[Material for this exercise start]

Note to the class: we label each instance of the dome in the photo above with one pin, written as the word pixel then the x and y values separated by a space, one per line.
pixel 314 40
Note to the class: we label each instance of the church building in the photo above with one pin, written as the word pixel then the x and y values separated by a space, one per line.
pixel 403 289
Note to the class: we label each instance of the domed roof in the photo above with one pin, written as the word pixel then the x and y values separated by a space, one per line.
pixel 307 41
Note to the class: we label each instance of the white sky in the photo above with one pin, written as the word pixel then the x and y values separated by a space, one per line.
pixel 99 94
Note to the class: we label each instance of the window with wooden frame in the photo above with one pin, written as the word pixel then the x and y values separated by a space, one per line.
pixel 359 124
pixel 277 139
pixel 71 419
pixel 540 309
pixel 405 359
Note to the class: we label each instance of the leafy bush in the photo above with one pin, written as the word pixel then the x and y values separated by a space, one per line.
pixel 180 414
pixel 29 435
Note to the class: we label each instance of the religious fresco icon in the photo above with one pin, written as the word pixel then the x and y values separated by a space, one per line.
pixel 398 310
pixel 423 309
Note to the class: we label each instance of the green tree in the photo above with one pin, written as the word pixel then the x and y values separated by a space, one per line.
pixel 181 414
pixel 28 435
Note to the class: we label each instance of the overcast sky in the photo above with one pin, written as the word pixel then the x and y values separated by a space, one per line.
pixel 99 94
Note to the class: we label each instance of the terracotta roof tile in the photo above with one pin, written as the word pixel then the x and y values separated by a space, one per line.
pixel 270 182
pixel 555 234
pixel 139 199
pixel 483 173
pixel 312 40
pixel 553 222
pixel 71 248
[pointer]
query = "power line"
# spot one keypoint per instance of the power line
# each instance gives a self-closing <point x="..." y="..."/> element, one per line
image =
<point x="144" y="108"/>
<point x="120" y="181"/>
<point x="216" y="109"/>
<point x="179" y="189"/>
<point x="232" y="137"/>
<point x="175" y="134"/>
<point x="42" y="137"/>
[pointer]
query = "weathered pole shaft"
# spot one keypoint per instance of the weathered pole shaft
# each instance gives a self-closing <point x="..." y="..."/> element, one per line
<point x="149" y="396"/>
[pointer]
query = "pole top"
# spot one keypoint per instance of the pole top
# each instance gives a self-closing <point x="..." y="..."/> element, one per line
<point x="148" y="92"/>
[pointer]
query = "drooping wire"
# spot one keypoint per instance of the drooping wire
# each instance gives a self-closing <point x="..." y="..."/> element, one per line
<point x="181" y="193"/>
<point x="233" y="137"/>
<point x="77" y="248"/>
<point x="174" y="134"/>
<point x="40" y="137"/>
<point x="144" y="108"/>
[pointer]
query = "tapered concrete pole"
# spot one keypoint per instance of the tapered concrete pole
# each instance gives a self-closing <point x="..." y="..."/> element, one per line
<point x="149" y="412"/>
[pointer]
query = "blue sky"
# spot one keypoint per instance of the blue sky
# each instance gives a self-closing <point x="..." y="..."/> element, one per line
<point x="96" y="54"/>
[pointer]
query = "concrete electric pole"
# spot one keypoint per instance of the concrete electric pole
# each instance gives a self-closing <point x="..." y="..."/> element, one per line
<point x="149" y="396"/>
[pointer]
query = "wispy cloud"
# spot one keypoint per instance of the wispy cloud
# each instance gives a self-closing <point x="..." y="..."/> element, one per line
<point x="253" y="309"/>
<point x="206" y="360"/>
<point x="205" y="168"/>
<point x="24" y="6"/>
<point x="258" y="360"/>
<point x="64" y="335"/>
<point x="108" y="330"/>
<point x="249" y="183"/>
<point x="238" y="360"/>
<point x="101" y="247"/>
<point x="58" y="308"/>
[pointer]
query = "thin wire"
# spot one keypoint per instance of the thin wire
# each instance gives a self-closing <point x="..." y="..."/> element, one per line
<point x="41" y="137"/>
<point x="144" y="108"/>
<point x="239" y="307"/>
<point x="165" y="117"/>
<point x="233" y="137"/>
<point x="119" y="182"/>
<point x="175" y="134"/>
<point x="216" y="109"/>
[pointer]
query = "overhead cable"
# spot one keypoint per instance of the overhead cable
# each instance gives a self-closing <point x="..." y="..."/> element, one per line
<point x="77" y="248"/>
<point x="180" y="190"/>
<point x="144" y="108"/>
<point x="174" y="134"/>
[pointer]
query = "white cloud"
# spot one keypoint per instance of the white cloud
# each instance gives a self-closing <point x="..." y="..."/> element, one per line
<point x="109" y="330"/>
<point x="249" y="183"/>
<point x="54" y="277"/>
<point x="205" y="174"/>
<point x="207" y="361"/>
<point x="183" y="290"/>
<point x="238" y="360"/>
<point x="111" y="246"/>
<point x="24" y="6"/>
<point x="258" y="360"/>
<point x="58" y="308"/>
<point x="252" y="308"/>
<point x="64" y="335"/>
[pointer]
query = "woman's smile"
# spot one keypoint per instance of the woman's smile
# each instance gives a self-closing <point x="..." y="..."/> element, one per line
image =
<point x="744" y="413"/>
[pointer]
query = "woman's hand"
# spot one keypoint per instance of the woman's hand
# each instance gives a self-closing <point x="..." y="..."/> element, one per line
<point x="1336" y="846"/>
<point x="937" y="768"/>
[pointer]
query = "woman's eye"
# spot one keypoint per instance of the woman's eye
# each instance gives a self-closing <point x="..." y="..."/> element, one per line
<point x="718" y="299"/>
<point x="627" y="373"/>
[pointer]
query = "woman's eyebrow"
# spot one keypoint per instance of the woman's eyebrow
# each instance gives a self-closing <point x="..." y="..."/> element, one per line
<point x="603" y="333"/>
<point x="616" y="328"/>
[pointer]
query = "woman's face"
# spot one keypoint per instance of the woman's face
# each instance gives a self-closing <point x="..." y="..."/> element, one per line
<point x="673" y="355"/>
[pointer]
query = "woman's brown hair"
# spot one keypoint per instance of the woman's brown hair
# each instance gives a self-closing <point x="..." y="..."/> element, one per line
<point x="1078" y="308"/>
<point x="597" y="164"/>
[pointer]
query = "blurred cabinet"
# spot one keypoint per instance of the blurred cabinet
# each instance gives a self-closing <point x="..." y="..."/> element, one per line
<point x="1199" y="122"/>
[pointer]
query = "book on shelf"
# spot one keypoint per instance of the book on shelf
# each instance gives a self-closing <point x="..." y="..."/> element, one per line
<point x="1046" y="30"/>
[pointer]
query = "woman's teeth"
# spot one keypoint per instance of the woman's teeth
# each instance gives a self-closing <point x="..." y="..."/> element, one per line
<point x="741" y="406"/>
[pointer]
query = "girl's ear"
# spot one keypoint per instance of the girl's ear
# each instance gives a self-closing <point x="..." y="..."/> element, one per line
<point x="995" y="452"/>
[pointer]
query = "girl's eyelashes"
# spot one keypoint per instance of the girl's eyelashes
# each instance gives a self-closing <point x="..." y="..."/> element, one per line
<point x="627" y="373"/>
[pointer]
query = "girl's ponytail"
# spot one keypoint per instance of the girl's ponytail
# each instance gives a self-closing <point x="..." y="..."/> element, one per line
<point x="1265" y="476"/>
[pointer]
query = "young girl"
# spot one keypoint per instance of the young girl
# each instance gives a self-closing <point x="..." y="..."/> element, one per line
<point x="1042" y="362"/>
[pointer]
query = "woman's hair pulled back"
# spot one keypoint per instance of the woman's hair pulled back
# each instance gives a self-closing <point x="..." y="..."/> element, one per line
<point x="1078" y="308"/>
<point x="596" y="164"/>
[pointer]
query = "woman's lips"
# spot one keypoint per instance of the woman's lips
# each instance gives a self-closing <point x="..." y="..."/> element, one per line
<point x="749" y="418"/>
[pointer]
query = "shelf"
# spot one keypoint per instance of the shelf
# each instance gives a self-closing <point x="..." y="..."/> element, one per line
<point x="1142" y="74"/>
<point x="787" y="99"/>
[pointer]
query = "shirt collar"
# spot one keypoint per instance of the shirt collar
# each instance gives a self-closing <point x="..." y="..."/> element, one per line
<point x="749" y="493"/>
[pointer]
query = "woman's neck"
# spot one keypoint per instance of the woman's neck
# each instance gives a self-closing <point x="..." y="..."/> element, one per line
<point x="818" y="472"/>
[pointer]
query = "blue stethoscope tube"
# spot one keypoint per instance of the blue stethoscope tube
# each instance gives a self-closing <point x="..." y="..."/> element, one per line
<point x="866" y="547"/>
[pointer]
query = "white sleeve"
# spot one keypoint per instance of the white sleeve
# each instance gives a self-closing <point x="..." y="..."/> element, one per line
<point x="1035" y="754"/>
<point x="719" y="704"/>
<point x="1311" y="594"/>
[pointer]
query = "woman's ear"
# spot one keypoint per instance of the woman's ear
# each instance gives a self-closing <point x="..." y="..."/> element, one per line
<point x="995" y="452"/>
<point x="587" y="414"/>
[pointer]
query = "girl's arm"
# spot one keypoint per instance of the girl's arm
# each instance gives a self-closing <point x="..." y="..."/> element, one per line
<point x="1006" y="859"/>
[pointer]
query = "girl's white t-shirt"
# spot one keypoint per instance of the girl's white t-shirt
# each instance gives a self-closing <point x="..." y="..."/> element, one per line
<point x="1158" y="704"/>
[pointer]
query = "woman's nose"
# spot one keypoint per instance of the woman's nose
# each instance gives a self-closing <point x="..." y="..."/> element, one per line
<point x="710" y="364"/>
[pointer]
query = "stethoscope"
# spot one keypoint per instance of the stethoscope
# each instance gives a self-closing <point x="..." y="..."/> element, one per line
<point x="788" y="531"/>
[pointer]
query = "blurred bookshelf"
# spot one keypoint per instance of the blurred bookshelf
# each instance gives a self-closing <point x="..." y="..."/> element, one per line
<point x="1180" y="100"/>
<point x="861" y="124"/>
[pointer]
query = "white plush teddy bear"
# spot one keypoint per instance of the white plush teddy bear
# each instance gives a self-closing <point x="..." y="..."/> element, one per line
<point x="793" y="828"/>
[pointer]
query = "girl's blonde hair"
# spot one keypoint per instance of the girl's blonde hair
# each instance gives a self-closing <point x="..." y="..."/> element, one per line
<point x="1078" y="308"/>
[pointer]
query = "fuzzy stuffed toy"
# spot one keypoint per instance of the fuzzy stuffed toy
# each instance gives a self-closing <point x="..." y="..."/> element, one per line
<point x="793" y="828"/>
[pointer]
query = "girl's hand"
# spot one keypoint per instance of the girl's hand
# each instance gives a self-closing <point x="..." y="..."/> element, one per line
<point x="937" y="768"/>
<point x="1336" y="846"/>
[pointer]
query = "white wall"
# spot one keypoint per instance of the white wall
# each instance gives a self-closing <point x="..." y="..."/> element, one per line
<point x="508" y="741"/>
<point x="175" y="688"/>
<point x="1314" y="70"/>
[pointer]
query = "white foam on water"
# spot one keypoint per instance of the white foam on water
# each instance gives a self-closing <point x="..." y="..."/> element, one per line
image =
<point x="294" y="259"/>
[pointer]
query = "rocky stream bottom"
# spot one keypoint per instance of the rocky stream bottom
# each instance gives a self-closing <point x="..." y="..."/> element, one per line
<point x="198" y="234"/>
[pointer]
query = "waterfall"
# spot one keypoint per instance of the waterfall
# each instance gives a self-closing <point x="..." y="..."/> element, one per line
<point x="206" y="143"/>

[Material for this exercise end]

● **What the task asks**
Express everything from the first entry down to the line containing "pixel 403 289" as a two-column CSV with columns entry_text and answer, one row per entry. Put each field in quotation marks and turn any line breaks into spaces.

● **Expected output**
entry_text,answer
"Note to the class: we label each instance of the dome in the photo above with one pin, written as the word pixel then the x and y values separated by a space, one per line.","pixel 314 40"
"Note to the class: we label each instance of the church building in the photo above with one pin, written as the word pixel then the x and y values separated by a space, one per line.","pixel 403 289"